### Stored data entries
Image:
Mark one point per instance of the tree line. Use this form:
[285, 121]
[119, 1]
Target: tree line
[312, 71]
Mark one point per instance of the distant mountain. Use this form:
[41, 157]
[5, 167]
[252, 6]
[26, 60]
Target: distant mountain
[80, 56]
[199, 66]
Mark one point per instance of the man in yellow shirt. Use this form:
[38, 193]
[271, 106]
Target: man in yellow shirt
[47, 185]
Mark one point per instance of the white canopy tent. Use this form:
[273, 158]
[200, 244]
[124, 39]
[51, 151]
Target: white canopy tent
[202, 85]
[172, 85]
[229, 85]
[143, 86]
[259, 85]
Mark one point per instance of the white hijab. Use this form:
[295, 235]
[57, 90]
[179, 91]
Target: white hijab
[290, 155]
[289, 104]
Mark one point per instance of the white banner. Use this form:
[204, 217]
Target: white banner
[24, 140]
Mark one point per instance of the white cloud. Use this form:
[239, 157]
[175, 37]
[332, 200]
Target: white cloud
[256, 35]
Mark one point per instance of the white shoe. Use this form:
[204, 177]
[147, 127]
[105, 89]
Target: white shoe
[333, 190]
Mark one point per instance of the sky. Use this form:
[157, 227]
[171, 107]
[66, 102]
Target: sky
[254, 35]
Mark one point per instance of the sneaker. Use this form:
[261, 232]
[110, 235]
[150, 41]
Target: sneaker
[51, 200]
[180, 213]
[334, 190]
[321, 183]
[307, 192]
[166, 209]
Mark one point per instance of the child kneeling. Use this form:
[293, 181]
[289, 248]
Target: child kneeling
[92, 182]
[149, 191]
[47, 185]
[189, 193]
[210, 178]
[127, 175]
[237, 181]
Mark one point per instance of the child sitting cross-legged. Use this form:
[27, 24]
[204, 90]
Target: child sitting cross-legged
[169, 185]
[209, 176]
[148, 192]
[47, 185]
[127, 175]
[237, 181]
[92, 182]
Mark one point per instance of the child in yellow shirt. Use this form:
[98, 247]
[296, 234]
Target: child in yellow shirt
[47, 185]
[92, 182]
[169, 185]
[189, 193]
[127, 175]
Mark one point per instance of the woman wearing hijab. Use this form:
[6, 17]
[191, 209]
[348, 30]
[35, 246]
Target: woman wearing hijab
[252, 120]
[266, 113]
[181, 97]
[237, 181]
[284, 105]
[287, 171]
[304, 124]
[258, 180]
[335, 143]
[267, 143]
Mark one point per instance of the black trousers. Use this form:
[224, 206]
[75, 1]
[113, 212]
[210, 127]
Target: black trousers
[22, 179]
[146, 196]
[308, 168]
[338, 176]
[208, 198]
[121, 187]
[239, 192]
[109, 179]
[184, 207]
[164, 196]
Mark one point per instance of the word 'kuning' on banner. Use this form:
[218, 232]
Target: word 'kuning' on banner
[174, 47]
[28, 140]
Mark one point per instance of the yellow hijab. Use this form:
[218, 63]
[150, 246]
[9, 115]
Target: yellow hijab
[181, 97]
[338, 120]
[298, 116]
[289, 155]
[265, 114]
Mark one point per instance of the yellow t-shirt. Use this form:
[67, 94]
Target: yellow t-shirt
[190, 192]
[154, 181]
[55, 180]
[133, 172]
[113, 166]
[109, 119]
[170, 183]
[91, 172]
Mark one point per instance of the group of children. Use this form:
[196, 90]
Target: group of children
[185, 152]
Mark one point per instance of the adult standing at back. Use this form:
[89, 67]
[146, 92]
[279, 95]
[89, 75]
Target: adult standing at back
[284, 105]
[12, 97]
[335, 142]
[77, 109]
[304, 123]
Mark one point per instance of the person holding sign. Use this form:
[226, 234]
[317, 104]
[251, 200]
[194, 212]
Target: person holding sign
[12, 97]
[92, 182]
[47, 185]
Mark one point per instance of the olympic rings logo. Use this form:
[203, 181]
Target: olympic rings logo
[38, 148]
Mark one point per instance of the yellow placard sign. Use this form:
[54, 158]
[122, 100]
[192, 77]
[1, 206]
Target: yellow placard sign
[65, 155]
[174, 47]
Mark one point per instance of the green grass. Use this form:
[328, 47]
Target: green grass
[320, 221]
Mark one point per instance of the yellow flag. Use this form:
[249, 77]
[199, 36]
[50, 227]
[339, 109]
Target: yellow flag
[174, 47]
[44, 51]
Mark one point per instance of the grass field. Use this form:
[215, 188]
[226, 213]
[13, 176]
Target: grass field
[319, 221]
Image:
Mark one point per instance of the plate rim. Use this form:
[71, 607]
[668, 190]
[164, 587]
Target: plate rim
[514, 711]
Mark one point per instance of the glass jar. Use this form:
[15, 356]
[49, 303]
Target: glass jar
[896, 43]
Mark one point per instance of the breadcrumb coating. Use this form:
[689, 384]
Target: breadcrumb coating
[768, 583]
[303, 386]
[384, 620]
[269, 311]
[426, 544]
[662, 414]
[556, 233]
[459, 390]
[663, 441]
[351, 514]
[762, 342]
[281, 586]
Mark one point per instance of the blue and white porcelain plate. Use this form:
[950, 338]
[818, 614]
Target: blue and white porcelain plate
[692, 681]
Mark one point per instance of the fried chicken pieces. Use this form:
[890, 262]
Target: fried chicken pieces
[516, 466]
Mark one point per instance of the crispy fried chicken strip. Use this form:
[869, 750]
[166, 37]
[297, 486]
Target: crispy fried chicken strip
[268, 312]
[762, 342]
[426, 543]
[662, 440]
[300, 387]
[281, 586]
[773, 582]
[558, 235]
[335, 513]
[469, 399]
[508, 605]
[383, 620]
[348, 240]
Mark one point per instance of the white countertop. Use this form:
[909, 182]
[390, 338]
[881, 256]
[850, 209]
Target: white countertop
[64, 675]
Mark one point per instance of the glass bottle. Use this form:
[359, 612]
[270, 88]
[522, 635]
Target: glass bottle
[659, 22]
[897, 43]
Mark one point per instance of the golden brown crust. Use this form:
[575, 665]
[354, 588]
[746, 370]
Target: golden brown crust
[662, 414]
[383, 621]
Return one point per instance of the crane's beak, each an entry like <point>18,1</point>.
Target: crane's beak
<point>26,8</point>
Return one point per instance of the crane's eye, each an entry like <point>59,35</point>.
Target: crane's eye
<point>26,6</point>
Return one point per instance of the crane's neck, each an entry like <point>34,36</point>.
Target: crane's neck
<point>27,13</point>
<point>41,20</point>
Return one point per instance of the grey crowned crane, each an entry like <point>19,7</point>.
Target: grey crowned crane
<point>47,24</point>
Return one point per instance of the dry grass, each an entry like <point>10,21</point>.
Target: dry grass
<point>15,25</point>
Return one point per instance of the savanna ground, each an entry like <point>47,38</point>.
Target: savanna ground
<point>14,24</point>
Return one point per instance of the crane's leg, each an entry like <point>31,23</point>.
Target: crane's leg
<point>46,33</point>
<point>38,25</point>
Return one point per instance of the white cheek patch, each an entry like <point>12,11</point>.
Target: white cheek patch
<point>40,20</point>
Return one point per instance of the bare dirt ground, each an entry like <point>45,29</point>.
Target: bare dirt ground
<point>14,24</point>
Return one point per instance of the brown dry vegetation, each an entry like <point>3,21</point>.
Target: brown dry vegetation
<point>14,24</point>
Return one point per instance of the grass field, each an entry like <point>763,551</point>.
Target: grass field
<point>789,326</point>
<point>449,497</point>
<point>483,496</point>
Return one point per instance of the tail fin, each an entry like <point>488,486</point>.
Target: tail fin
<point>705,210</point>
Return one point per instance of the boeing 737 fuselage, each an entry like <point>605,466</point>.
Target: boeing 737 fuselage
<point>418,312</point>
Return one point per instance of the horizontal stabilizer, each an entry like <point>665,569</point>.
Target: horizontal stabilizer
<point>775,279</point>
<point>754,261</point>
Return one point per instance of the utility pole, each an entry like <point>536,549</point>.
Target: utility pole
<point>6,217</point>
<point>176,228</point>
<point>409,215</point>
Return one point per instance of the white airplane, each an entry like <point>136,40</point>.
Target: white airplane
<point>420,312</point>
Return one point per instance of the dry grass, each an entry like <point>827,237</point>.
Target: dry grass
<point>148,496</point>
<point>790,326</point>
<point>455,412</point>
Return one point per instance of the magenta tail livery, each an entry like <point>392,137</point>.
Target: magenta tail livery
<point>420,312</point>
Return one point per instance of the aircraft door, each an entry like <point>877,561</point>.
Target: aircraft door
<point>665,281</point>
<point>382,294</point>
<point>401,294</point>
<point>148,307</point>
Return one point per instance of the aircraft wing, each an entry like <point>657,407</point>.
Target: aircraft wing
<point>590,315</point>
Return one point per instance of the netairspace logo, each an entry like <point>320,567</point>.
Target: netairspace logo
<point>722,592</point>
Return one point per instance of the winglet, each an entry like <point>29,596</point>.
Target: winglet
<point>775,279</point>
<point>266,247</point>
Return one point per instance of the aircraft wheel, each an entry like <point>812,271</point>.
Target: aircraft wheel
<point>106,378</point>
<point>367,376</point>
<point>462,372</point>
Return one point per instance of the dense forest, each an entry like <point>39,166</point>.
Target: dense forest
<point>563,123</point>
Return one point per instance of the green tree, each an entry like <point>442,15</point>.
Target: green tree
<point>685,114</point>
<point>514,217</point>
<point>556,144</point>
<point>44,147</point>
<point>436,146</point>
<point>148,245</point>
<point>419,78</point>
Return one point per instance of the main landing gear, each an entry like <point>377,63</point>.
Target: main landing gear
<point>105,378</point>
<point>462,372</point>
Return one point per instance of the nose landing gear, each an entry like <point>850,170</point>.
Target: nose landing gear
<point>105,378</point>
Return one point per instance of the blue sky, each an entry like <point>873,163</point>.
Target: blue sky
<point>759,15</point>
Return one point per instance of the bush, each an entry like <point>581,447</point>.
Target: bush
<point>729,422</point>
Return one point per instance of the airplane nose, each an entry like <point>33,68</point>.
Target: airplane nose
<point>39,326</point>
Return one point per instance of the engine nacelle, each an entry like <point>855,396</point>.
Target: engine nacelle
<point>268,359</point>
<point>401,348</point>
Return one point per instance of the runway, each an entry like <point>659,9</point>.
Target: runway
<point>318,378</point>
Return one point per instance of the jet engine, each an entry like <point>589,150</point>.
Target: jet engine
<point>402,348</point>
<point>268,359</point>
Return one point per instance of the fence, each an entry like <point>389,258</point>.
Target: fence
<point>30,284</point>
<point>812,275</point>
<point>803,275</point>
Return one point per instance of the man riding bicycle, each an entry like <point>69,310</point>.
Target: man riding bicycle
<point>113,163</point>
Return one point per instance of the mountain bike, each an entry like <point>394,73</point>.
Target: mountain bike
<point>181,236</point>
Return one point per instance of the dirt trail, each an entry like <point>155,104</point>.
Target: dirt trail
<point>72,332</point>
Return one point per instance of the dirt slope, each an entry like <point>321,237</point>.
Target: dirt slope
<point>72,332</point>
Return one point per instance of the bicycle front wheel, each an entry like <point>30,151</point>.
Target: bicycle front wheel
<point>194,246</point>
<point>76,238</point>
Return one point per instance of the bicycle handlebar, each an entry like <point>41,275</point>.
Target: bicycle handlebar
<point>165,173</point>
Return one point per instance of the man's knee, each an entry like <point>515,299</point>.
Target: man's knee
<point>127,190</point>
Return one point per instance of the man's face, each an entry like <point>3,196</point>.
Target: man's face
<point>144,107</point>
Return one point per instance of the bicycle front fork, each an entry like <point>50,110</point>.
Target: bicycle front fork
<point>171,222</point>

### ASSIGNMENT
The response must hold only the lines above from the line with "Return one point per instance of the nose" through the line with "Return one point per instance of the blue", each copied exactly, both ends kept.

### RESPONSE
Return one point per instance of the nose landing gear, each an entry like <point>850,170</point>.
Target: nose landing gear
<point>105,378</point>
Return one point per instance of the blue sky, each an entry like <point>873,163</point>.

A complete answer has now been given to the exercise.